**The request:**
Reproduce each of the rows below verbatim, without altering any character.

**Recorded data:**
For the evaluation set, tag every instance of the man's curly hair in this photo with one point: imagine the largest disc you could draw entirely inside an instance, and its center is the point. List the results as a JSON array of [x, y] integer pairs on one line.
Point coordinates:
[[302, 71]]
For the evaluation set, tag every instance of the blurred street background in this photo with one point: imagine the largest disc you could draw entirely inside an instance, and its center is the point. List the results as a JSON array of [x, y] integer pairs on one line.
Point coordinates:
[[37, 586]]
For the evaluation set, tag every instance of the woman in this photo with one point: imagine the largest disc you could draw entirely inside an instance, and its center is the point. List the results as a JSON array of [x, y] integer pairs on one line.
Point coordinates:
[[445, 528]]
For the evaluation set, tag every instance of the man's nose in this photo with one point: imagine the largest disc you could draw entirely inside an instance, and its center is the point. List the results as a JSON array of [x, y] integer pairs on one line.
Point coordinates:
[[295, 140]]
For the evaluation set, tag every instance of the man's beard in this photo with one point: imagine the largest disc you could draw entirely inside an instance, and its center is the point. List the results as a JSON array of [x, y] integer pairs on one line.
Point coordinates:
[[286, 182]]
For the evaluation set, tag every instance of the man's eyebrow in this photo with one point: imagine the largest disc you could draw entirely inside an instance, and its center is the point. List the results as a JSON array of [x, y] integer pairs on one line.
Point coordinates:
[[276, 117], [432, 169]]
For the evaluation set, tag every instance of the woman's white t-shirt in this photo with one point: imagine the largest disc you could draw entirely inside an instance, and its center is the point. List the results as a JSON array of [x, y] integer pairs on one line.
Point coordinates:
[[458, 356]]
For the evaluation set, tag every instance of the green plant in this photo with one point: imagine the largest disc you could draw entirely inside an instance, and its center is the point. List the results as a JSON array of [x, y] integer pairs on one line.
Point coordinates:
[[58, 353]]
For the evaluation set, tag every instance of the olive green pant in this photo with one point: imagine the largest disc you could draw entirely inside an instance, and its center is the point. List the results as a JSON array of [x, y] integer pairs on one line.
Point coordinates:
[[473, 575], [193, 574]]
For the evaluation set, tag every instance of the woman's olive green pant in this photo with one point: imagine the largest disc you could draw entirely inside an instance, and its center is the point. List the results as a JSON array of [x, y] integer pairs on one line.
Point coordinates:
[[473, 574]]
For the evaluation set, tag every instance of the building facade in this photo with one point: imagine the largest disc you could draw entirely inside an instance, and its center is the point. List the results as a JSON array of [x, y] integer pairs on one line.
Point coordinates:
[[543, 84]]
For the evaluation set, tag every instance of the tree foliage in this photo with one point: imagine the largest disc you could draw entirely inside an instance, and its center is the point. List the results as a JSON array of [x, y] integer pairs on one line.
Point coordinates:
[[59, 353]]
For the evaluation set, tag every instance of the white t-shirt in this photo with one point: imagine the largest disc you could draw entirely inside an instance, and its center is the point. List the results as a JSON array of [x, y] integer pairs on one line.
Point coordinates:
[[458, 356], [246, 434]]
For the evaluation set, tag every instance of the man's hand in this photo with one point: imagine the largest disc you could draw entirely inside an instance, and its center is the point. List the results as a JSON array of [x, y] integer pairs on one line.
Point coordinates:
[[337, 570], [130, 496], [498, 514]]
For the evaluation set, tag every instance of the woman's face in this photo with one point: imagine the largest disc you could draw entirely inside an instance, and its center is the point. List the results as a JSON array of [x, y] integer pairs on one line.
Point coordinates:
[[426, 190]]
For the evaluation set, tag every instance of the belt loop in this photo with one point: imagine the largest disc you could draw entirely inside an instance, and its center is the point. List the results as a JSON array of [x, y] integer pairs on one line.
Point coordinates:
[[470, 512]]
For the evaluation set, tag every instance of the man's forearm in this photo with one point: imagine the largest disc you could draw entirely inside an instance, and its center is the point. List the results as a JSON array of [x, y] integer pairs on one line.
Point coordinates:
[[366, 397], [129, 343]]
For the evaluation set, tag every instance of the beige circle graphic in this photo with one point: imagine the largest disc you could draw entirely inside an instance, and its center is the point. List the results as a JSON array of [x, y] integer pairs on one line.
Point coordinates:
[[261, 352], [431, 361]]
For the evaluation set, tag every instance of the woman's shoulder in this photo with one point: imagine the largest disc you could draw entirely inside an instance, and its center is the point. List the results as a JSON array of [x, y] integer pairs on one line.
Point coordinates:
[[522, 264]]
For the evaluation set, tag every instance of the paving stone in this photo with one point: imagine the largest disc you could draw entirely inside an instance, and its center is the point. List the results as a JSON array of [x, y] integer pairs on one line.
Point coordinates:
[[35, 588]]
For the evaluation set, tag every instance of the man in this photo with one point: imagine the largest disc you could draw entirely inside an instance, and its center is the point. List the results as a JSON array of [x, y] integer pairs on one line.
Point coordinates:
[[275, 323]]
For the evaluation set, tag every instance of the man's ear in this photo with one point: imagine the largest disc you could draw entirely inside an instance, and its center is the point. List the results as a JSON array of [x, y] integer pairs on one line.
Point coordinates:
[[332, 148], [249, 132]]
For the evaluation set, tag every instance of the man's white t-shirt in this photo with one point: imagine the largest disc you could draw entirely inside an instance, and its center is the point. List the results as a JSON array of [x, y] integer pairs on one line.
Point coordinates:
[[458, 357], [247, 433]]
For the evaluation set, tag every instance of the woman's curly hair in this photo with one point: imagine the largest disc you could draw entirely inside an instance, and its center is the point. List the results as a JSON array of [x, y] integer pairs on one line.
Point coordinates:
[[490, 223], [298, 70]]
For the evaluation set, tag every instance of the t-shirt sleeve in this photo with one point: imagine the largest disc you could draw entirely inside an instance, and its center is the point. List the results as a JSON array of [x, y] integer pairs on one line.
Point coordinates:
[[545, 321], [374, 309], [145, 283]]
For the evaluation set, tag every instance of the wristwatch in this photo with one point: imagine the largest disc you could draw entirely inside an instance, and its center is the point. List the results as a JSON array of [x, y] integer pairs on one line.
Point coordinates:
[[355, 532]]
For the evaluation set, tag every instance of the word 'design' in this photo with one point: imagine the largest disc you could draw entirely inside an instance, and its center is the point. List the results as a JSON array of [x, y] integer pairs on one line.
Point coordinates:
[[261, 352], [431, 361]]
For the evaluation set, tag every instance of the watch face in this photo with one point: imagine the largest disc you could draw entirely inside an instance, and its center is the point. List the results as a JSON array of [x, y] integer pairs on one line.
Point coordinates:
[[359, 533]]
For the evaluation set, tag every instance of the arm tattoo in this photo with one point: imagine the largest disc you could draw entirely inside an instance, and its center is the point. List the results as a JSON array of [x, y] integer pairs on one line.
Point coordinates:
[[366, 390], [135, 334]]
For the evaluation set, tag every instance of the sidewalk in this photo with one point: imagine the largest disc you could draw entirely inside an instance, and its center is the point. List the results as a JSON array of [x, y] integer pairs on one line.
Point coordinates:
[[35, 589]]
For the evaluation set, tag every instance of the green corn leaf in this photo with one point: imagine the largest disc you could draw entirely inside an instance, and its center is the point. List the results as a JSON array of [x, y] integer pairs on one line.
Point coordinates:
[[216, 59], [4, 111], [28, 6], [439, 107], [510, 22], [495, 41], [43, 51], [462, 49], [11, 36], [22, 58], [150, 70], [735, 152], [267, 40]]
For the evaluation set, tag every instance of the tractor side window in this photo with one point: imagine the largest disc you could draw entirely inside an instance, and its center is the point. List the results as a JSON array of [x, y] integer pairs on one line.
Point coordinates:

**Written reply:**
For the evaluation set, tag every instance of the man's curly hair in this photo with one point: imagine the largest disc you could draw entirely inside an instance, and its center is the point. List the results as a JSON array of [x, y] integer pairs on one line.
Point coordinates:
[[302, 71]]
For the evaluation set, tag every instance of the blurred street background in this photo with one point: imagine the largest disc you could draw entirely inside an instance, and its center is the point. List the results as a JSON array of [x, y] integer pairs on one line.
Point coordinates:
[[37, 586]]
For the evaluation set, tag every instance of the woman in this photo with one point: imagine the largest disc you could draw entirely inside an instance, and its center is the point. List the results as a JSON array of [x, y] integer pairs on one line.
Point coordinates:
[[445, 528]]
For the evaluation set, tag every instance of the man's nose in this photo with one point: imagine the largest disc you could draw entirely inside an instance, and its center is the point. List the results as a JSON array of [x, y] integer pairs on one line.
Point coordinates:
[[295, 140]]
For the evaluation set, tag every instance of the man's beard in this photo with one point: imagine the largest disc you could draw entirely inside an instance, and its center is the point. List the results as a JSON array of [x, y] integer pairs on one line.
Point coordinates:
[[286, 182]]
For the evaluation set, tag every instance of the man's eyebrow in this photo with one point: imagine the largest disc you could draw entirely inside an instance, and its center is the point. List the results as a JSON array of [x, y] integer pairs on one line.
Point coordinates:
[[276, 117], [432, 169]]
For the evaluation set, tag every instance of the woman's white t-shirt in this photo with one point: imagine the largest disc you could draw entirely inside an instance, and its center is the point. List the results as a JSON array of [x, y] integer pairs on one line.
Point coordinates:
[[458, 356]]
For the evaluation set, tag every instance of the green plant in this photo with one point: imagine the largest disc you could draw entirely inside an instance, and its center is the point. List the results as a JSON array of [x, y] integer pairs on one line.
Point coordinates:
[[58, 353]]
For the evaluation set, tag every instance of the olive green pant in this photo with one point: imagine the largest disc you could draw entirely inside an instance, and its center is the point. List the results as a JSON array of [x, y] integer pairs on one line.
Point coordinates:
[[473, 575], [193, 574]]
For the evaluation set, tag every instance of the woman's olive green pant in this photo with one point: imagine the largest disc you could draw entirely inside an instance, and its center is the point. List the results as a JSON array of [x, y] integer pairs on one line.
Point coordinates:
[[473, 574]]
For the evaluation set, tag every instance of the building facade in this photo with one point: imagine the largest disc you could draw entirely inside an instance, and its center is the point. List the results as a JSON array of [x, y] integer pairs on one line.
Point coordinates:
[[543, 84]]
For the evaluation set, tag every instance of the tree foliage in this photo with one point: imagine the largest disc you could draw entirely inside an instance, and its center is the point. List the results as a JSON array of [x, y] integer pairs on one line.
Point coordinates:
[[59, 353]]
For the evaluation set, tag every instance of the white t-shirt in this photo with one point: imagine the largest disc you could draw entirely inside an instance, and its center is the point. List the results as a JSON array of [x, y] integer pairs on one line.
Point coordinates:
[[458, 356], [246, 434]]
For the evaluation set, tag every instance of the man's hand in this photo with one point: imagine the largest disc you could draw entirely inside an instance, and its center is the point. List the results as a JSON array of [x, y] integer pairs on one line.
Point coordinates:
[[337, 570], [130, 496], [498, 514]]
For the evaluation set, tag every instance of the woman's face in this photo with one point: imagine the largest disc you could draw entirely inside an instance, and its center is the point. List the results as a JSON array of [x, y] integer pairs on one line.
Point coordinates:
[[426, 190]]
For the evaluation set, tag every instance of the belt loop in this photo with one point: imagine the largest disc you could draw entirely inside an instance, and its center is the point. List the results as a JSON array of [x, y] integer pairs on one line.
Point coordinates:
[[470, 512]]
For the evaluation set, tag every instance of the man's forearm in this photo with one point: imagine the largest disc you could draw entirely inside an instance, and its center is the point. List the results as a JSON array of [x, y] integer pairs on one line.
Point coordinates:
[[366, 397], [129, 343]]
For the evaluation set, tag every instance of the beige circle graphic in this photo with one point: imagine the largest disc you could draw entirely inside an instance, and its center is the point. List the results as a JSON array of [x, y] integer pairs on one line.
Point coordinates:
[[261, 352], [431, 361]]
For the evaluation set, tag every instance of the woman's shoulder in this photo with one point: imagine the largest disc you could draw entirely inside an instance, and its center is the point. List the results as a JSON array of [x, y] integer pairs on one line.
Point coordinates:
[[522, 264]]
For the evaluation set, tag every instance of the paving stone in this photo with one point: imagine the largest disc you could draw entirely inside an instance, and its center is the point. List the results as a JSON array of [x, y] integer pairs on one line.
Point coordinates:
[[35, 588]]
For the evaluation set, tag every instance of the man in this photo with one point: imagine the largest disc you could draw entirely inside an instance, and its center is the point. List the results as a JSON array of [x, y] integer pairs on one line.
Point coordinates:
[[275, 323]]
For the evaluation set, tag every instance of the man's ear in this photo with one point: imagine the largest disc you could draw entirely inside an instance, and its center is the point. List the results as a JSON array of [x, y] integer pairs on one line.
Point coordinates:
[[332, 148], [249, 132]]
For the evaluation set, tag every instance of the man's white t-shirt in this photo with one point: imagine the largest disc you could draw entirely inside an instance, and its center is the point. List the results as a JSON array of [x, y] integer pairs on one line.
Point coordinates:
[[458, 357], [247, 433]]
For the evaluation set, tag every instance of the woman's curly hair in this photo with one point: imagine the largest disc you could draw entirely inside an instance, and its center is the point. List the results as a JSON array of [x, y] integer pairs on one line.
Point coordinates:
[[490, 223], [298, 70]]
For the evaluation set, tag every instance of the t-shirt sleeve in this photo with one point: imagine the largest disc you could draw entirely inside an instance, and its center is the point. List the results as a JSON array of [x, y] integer pairs on one line.
Point coordinates:
[[545, 321], [374, 309], [145, 283]]
For the evaluation set, tag every instance of the wristwatch in this photo with one point: imagine the largest disc you could draw entirely inside an instance, and its center is the point. List the results as a JSON array of [x, y] integer pairs on one line.
Point coordinates:
[[355, 532]]
For the evaluation set, tag every instance of the word 'design' in this photo with one point: imagine the largest disc you could draw entirely inside an instance, and its center is the point. List the results as a JSON array of [x, y] integer pairs on one line.
Point coordinates:
[[261, 352], [431, 361]]
For the evaluation set, tag every instance of the watch face in this photo with one point: imagine the largest disc you could draw entirely inside an instance, and its center is the point. List the results as a JSON array of [x, y] integer pairs on one line.
Point coordinates:
[[359, 533]]
For the evaluation set, tag every instance of the arm tattoo in this photo with one point: imagine the largest disc you could draw entirely inside an instance, and its center is the point. List the results as a JSON array of [x, y] integer pairs on one line.
Point coordinates:
[[366, 390], [135, 334]]
For the evaluation set, tag every instance of the sidewalk in this photo with one point: imagine the largest disc you could draw entirely inside an instance, and its center is the point. List the results as a JSON array of [x, y] integer pairs on one line.
Point coordinates:
[[35, 589]]
For the evaluation set, tag every instance of the green corn leaf in this photo with one point: imagine the largest disc you could draw entirely inside an instance, and its center is the point. List the results as a JSON array of [x, y] integer pairs on one line.
Point coordinates:
[[216, 59], [4, 111], [28, 6], [439, 107], [510, 22], [495, 41], [43, 51], [462, 49], [11, 36], [22, 58], [150, 70], [735, 152], [267, 40]]
For the evaluation set, tag every instance of the tractor side window in this photo with one point: imagine the largest disc you could draw entirely inside an instance, and its center is the point. List the results as a JSON array of [x, y] integer pairs on one line.
Point coordinates:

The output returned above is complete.